#### [What you should do]
Pull out every line of the items below that contains the string "stone", matching case exactly.
#### Material to process ####
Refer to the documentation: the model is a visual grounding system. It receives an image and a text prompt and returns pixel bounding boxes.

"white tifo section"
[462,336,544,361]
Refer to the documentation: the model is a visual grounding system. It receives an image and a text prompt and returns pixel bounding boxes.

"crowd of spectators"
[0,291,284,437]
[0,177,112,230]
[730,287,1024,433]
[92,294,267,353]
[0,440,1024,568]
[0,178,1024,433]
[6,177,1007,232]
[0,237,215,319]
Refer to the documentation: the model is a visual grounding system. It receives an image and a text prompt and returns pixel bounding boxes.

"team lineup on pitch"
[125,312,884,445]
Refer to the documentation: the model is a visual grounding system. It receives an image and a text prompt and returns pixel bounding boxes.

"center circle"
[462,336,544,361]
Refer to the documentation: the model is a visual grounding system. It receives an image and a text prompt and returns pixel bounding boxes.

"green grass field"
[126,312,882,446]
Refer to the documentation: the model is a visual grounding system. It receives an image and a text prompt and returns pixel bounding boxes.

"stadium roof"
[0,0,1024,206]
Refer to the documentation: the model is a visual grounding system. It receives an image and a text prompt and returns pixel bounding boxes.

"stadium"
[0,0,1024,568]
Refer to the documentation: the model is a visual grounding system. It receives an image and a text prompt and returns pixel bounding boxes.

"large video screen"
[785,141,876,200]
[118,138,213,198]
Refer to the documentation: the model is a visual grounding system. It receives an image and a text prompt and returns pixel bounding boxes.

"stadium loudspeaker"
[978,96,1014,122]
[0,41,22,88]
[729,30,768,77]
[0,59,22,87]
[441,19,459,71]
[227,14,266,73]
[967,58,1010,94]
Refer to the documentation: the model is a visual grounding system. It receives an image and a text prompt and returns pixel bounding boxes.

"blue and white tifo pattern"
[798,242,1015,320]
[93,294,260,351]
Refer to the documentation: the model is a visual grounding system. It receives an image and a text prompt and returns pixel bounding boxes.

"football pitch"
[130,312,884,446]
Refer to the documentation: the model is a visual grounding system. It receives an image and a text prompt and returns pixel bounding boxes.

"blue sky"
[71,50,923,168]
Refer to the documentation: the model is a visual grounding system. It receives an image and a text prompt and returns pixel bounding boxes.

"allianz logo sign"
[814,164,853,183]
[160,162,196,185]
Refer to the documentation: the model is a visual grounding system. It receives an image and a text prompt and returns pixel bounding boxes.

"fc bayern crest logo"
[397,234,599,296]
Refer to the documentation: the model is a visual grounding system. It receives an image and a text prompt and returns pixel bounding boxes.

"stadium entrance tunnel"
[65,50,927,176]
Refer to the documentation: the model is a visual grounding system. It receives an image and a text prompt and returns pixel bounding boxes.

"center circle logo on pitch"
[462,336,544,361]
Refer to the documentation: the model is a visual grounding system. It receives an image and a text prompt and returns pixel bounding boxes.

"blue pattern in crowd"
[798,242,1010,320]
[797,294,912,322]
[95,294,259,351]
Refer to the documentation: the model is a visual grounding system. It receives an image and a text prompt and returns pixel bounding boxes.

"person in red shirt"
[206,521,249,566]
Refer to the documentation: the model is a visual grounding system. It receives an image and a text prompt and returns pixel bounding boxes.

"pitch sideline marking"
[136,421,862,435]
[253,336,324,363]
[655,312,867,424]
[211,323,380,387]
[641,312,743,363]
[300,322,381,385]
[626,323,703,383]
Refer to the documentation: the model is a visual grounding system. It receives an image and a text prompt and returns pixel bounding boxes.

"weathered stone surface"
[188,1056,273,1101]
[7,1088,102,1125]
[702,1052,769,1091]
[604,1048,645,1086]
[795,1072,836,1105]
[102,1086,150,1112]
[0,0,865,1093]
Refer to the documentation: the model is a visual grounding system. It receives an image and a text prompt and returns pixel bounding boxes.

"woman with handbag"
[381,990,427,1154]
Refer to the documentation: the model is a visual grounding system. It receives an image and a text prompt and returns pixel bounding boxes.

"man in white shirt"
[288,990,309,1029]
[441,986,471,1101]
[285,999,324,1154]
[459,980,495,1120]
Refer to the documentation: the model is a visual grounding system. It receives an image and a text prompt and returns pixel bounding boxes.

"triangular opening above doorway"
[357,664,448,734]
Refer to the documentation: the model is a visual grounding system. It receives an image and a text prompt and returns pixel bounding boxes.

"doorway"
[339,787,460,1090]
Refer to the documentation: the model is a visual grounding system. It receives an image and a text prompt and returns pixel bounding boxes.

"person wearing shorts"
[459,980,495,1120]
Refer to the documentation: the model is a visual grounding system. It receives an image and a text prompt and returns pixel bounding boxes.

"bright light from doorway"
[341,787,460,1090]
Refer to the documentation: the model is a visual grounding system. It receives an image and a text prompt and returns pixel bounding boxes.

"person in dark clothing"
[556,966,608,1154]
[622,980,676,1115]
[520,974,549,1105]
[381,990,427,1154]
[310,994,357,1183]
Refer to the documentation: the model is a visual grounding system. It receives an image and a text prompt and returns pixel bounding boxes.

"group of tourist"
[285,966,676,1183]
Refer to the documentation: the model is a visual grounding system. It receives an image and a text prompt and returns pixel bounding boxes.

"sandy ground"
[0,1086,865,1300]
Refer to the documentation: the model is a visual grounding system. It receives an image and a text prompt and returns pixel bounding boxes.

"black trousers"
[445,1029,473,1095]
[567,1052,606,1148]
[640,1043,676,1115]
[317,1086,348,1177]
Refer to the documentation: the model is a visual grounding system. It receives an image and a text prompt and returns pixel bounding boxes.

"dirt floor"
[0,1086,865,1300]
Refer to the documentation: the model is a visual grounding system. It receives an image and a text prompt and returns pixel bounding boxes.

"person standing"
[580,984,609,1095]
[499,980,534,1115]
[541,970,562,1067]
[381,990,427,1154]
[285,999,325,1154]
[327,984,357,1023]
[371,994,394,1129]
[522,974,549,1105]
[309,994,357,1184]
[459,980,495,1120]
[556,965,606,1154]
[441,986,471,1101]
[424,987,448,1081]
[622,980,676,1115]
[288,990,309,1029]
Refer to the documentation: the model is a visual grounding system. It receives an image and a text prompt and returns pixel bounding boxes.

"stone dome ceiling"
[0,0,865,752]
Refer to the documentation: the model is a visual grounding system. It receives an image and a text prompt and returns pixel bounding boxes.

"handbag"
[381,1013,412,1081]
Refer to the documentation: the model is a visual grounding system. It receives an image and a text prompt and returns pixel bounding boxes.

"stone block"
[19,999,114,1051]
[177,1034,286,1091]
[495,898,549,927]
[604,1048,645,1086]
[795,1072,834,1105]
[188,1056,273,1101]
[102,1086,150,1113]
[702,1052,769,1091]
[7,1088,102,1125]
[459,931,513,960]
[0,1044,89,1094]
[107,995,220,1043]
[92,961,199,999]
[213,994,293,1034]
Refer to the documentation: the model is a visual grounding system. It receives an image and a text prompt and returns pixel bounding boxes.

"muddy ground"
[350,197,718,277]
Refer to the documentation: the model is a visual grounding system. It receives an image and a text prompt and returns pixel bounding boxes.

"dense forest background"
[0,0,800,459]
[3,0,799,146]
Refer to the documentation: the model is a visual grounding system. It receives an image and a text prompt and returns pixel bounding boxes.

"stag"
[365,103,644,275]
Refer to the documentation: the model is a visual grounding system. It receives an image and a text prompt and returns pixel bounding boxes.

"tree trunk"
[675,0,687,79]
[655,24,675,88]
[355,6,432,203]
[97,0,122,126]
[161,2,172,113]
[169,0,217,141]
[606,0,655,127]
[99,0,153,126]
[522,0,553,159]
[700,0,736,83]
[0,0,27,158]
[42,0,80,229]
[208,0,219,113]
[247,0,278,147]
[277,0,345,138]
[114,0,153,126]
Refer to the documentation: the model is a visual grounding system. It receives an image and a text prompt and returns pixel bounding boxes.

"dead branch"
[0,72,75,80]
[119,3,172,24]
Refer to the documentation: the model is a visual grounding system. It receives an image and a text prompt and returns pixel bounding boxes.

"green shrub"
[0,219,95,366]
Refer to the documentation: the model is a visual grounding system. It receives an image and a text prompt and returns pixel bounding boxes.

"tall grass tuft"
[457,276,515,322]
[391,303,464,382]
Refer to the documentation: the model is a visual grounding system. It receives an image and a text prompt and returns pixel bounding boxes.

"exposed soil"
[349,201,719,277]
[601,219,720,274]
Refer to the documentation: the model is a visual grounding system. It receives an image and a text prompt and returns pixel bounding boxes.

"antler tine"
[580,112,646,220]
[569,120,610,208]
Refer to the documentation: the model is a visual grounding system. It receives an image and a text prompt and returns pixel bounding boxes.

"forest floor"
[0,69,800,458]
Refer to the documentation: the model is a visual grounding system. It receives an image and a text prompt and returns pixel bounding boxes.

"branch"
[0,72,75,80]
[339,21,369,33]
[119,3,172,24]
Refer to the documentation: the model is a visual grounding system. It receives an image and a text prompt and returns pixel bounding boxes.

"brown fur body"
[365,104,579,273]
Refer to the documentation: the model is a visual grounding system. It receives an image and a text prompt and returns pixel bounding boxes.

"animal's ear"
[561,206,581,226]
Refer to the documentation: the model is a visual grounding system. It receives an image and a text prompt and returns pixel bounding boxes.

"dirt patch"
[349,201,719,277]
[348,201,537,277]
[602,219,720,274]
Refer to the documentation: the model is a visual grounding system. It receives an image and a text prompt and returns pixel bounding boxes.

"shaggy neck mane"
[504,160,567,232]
####
#### [Result of this exercise]
"weathered stone surface"
"stone dome ceiling"
"stone block"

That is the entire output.